(TEXT SEGMENT Opens)
Neuromodulators: acetylcholine, norepinephrine, epinephrine, vasopressin, histamine, arginine, serotonin, dopamine, autocrine agents, and $\beta$-endorphin.
I am aware that agonists of the $\alpha_7 $ nAChRs improve cognition in Schizophrenia, presumably by catalysing the release of histamine, norepinephrine and/or acetylcholine.1,2 I also know that $\alpha_7 $ nAChRs antagonists reduce $\Delta^9$-tetrahydrocannabinol (THC) self-administration in mice presumably by suppressing dopaminergic activity in the nucleus accumbens or by inhibiting the activity of the CB1 receptor.3 Selective CB1 antagonists also manage to reduce nicotine dependence.4 Also I know that the activation of the $ \alpha_3 \beta_4 $ nAChRs in the adrenal medulla catalyses an epinephrine and norepinephrine release.
(TEXT SEGMENT Closes)
(SUPPLIED DATA Opens)
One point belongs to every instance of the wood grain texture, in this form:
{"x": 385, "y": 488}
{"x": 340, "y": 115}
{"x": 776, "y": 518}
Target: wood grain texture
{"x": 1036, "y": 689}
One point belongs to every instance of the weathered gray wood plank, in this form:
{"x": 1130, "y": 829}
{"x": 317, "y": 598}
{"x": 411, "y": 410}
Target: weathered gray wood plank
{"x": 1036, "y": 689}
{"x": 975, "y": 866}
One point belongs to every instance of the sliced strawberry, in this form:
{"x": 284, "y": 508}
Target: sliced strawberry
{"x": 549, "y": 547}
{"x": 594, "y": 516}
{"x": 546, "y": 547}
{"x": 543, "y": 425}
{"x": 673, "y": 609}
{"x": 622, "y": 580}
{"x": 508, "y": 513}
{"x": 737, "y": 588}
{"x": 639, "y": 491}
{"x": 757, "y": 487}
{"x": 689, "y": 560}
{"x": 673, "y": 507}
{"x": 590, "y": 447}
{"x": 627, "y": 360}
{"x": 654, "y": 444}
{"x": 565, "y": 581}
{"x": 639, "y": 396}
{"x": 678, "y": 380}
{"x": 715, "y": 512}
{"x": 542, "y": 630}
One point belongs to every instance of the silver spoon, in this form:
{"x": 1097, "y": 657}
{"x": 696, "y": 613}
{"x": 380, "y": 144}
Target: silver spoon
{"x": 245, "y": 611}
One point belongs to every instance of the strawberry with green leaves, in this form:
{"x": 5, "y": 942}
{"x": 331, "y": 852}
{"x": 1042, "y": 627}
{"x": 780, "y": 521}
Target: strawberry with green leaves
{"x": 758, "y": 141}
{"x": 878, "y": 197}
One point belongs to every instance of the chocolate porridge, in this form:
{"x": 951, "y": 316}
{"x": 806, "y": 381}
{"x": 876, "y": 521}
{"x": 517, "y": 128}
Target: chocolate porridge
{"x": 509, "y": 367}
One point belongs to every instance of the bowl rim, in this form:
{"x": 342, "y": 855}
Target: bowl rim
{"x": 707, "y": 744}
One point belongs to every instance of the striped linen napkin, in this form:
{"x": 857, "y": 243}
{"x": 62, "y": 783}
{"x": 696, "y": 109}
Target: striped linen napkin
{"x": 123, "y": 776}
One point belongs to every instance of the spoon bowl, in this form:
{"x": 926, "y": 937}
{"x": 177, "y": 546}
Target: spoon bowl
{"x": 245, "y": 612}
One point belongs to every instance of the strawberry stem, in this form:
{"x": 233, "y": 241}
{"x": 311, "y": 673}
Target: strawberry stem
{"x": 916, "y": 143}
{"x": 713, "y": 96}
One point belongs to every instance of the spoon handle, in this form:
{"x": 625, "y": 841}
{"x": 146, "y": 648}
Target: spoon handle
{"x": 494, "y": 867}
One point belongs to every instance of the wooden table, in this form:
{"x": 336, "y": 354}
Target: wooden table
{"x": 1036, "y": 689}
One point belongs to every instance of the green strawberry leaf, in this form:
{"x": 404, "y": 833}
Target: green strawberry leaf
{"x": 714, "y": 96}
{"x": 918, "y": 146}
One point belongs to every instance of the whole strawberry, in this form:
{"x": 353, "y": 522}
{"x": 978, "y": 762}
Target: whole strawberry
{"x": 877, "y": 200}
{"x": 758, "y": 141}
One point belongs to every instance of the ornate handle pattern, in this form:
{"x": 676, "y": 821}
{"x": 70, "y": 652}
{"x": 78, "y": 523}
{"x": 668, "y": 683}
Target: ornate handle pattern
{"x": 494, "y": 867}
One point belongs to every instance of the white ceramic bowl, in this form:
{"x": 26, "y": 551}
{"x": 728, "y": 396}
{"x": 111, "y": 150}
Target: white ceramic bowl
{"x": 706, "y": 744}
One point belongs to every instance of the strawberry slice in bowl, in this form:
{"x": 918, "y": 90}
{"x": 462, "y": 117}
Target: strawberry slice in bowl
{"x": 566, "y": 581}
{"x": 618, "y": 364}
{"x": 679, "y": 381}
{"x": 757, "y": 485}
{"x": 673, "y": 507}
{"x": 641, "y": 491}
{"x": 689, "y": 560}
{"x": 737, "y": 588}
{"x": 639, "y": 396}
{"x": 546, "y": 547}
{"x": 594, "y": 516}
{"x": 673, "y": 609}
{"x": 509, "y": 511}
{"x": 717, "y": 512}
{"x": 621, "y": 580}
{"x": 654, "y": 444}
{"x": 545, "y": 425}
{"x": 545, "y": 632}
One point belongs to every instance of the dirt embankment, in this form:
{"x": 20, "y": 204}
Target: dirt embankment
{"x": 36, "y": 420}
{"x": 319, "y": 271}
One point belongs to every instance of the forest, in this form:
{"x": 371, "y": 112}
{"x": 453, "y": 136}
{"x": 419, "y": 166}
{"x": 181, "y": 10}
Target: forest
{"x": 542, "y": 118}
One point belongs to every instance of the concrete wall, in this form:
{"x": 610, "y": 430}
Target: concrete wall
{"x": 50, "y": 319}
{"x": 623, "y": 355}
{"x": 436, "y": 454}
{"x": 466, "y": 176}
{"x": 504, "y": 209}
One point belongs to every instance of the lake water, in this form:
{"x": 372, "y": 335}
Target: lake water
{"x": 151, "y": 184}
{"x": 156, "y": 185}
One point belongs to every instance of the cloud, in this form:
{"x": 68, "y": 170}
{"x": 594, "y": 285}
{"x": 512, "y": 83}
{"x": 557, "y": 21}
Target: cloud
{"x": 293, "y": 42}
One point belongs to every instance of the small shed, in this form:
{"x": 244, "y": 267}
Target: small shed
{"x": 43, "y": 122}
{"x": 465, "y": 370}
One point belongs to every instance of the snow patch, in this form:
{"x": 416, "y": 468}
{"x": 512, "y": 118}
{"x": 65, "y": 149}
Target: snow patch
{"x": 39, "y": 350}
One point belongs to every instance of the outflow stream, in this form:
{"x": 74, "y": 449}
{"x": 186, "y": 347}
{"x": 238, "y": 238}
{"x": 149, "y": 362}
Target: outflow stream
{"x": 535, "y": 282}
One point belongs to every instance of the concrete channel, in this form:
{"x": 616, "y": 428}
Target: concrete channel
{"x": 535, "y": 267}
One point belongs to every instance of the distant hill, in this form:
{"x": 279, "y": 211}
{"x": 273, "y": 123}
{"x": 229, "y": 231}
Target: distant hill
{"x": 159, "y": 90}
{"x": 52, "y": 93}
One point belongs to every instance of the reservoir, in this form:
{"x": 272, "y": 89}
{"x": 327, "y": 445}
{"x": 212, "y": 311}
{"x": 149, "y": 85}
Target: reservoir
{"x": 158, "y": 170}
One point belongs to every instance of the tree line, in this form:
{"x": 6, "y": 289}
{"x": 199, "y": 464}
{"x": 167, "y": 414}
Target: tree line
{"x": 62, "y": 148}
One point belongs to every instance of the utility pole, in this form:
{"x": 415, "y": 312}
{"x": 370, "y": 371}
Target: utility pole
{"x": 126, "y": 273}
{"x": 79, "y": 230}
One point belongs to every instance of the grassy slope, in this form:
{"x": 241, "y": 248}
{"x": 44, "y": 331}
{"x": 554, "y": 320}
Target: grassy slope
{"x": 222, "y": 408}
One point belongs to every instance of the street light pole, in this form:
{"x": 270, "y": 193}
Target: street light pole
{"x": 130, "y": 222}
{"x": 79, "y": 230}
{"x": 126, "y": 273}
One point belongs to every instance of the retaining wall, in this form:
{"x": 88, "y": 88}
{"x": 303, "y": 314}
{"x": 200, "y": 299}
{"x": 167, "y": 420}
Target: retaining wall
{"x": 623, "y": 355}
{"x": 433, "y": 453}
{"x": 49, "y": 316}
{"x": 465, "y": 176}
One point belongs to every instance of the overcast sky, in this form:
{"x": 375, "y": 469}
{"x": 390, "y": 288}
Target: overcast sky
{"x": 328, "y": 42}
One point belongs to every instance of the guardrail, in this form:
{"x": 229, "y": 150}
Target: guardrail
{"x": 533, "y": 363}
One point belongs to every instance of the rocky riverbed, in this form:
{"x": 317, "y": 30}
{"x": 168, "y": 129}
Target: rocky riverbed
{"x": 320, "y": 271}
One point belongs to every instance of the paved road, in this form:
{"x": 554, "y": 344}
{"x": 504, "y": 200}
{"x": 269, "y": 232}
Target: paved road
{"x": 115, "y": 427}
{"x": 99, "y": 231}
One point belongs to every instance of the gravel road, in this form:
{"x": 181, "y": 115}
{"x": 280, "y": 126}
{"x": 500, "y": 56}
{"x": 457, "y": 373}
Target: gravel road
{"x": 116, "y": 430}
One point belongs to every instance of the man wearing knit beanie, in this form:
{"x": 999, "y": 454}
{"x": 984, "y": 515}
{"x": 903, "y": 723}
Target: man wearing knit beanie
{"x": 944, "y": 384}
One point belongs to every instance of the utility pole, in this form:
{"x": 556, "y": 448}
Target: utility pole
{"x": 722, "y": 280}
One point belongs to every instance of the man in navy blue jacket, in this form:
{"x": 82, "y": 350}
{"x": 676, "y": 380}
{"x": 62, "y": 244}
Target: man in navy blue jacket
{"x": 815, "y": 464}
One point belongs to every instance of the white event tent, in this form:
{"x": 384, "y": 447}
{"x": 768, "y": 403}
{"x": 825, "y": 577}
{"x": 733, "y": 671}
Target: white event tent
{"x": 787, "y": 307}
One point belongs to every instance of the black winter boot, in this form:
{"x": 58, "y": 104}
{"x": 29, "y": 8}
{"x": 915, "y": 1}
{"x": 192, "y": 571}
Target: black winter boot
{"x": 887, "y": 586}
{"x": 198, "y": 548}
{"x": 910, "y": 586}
(SUPPLIED DATA Closes)
▶ **EXERCISE INSTRUCTIONS**:
[1] Answer these questions from the text on nicotinic receptors:
(a) What do agonists of the α7 nAChRs improve in schizophrenia?
(b) In which animals do α7 nAChR antagonists reduce THC self-administration?
(c) Where are the α3β4 nAChRs whose activation catalyses a release of epinephrine and norepinephrine?
[2] Carry on the text on nicotinic receptors, beginning after its final sentence.

▶ **ANSWERS**:
[1]
(a) Cognition.
(b) Mice.
(c) In the adrenal medulla.

[2]
Reference List (Oxford Style)
- M Hajós, BN Rogers, 'Targeting alpha7 nicotinic acetylcholine receptors in the treatment of schizophrenia.', Current Pharmaceutical Design, 16/5 (2010), 538-554.
- LF Martin, WR Kem, R Freedman, 'Alpha-7 nicotinic receptor agonists: potential new candidates for the treatment of schizophrenia', Psychopharmacology, 174/1 (2004), 54-64.
- M Solinas, M Scherma, L Fattore, J Stroik, C Wertheim, G Tanda, W Fratta, SR Goldberg, 'Nicotinic α7 Receptors as a New Target for Treatment of Cannabis Abuse', The Journal of Neuroscience, 27/21 (2007), 5615-5620.
- C Cohen, E Kodas, G Griebel, 'CB1 receptor antagonists for the treatment of nicotine addiction.', Pharmacology, Biochemistry and Behavior, 81/2 (2005), 387-395.